● ROWS:
· · ·
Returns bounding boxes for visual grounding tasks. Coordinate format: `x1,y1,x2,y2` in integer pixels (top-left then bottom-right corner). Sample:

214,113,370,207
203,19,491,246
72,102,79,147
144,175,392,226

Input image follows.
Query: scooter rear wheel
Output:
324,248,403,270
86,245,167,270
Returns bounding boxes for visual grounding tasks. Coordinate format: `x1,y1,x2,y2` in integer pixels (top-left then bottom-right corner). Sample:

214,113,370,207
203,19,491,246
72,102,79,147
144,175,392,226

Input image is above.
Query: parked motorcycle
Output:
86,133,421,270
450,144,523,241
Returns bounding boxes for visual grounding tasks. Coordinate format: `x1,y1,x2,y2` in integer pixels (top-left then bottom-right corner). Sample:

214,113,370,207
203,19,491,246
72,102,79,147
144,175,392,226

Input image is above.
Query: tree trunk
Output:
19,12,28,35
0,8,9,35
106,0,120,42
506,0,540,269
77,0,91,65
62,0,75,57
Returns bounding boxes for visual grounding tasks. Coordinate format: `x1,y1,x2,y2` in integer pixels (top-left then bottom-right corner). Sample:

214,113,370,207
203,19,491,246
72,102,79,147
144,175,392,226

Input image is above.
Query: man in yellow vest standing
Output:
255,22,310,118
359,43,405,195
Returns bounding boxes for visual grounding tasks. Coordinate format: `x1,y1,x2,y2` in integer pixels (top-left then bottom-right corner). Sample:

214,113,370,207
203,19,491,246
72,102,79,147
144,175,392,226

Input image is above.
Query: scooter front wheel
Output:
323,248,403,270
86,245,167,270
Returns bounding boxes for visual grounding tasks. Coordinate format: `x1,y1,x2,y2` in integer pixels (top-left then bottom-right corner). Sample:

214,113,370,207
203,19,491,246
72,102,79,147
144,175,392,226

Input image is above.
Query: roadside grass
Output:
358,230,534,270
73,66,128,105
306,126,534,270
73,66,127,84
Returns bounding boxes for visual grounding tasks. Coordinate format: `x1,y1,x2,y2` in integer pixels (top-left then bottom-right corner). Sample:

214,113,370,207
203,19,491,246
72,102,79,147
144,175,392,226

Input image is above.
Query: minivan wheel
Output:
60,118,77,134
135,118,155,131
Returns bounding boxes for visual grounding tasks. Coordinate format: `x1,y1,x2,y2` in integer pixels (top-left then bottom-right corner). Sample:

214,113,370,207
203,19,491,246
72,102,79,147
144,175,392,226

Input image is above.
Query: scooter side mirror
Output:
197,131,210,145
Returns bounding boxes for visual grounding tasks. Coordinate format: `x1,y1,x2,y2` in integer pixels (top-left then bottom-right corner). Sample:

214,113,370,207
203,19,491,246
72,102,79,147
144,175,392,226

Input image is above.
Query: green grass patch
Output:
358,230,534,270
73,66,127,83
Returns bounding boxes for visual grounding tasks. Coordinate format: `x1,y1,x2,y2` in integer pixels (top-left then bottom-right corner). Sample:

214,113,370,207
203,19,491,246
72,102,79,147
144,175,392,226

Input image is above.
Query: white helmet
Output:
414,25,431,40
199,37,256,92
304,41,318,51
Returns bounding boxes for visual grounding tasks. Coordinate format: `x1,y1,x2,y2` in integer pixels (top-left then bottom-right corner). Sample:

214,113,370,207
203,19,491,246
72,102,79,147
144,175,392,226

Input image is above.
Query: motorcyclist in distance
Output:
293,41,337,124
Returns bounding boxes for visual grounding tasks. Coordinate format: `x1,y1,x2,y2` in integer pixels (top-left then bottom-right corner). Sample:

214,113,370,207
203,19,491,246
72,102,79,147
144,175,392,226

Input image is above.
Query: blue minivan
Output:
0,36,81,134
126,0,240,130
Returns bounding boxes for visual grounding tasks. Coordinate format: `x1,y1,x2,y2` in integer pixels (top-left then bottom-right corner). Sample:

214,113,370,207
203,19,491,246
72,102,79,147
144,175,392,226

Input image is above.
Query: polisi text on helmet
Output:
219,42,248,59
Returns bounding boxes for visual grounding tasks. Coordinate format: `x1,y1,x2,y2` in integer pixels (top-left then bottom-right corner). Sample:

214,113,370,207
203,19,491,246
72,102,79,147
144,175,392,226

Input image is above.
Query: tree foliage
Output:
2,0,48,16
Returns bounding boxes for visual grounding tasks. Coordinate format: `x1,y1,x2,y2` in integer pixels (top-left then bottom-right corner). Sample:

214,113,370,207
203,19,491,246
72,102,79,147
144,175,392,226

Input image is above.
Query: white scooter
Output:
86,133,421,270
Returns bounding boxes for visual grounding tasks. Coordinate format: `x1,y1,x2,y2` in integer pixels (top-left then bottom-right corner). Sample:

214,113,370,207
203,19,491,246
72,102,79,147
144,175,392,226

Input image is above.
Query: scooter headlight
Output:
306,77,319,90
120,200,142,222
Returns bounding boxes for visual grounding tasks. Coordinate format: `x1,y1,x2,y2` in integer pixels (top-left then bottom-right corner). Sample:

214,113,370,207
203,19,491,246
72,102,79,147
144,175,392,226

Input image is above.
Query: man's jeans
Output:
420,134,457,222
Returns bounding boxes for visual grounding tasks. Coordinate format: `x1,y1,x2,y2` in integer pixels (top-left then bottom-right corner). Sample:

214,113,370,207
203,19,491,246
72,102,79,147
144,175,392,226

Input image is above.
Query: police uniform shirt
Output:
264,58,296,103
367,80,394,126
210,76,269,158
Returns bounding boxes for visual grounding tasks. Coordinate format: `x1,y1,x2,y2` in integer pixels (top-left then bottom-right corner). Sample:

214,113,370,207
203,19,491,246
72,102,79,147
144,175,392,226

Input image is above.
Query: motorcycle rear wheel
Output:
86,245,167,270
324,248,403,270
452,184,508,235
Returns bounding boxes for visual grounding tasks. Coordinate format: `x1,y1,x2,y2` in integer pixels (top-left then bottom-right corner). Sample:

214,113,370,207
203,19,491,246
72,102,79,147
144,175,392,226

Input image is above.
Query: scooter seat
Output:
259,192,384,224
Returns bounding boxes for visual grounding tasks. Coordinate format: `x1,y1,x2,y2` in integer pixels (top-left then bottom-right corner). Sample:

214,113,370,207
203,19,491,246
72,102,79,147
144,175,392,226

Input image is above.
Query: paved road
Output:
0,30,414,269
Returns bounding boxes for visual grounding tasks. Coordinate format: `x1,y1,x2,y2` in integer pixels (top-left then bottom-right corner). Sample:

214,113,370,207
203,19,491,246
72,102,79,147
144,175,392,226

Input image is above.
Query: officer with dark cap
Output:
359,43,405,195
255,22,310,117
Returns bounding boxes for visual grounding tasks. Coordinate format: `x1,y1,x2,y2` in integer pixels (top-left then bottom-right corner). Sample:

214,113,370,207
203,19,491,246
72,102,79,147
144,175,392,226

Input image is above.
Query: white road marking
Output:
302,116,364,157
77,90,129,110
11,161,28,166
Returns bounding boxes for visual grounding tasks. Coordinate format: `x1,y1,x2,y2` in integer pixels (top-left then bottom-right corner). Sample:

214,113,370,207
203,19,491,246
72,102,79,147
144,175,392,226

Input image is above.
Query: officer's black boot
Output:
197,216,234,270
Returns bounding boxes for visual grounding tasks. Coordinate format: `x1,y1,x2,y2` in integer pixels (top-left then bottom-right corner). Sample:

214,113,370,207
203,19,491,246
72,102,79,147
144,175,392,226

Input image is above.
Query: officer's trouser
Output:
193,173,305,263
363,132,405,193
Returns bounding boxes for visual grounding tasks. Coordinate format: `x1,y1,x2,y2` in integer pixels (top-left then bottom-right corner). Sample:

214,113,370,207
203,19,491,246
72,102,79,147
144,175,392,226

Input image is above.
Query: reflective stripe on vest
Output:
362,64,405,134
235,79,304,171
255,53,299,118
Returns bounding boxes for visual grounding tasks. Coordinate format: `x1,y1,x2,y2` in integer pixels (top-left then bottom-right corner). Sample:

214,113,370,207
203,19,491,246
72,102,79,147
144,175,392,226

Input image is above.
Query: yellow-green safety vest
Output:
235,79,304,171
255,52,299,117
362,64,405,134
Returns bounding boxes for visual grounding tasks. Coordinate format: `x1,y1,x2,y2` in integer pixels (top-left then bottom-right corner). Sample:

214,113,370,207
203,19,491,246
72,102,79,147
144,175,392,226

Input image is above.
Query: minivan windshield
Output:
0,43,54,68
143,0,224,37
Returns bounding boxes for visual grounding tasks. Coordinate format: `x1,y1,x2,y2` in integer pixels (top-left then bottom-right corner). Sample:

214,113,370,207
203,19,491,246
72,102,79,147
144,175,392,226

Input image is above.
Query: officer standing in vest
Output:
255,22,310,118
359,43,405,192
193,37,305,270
· · ·
Rewrite the rows from the beginning of the rows through the line containing "450,144,523,241", both ends inclusive, swapping "motorcycle" for "motorbike" and leaving every other character unchanged. Give only those lines.

Returns bounding boxes for visual grounding tasks. Coordinate format: `x1,y1,x2,y2` in integer pixels (top-left then bottom-right corner). Sample:

214,113,370,207
203,19,491,246
72,102,79,147
144,175,392,226

Input image follows.
Query: scooter rear wheel
Output:
324,248,403,270
86,245,167,270
Returns bounding boxes for visual grounding tasks. Coordinate format: `x1,y1,x2,y2` in integer pixels (top-left then bottom-right corner). Sample:

214,113,370,207
203,19,491,246
72,102,79,147
144,175,392,226

Input image is above.
Query: parked motorbike
Output:
86,133,421,270
450,144,523,241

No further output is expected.